▶ [WHAT THIS TASK INVOLVES] Count the lines in the items below that contain the string "building", treating case as significant. Reply with the number only.

▶ [DATASET ROWS]

>>>>>

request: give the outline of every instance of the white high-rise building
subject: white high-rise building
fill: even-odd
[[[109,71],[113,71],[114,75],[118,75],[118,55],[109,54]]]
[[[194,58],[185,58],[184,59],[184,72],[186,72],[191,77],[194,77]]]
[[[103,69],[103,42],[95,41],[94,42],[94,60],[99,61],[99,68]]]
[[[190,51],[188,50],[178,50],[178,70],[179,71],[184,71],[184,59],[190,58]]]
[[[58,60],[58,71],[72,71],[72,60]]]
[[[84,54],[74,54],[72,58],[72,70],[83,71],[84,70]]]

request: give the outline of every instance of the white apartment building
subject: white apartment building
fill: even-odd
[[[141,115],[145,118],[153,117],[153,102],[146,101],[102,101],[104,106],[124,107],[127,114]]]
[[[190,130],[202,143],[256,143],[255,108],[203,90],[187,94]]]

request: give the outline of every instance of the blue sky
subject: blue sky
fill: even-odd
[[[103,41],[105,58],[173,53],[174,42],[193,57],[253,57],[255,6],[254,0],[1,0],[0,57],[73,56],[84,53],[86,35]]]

<<<<<
>>>>>

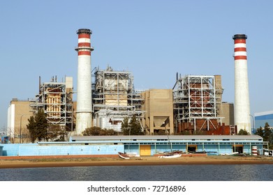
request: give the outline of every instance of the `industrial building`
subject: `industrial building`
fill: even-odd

<<<<<

▶ [ANSWER TO THE TASK] 6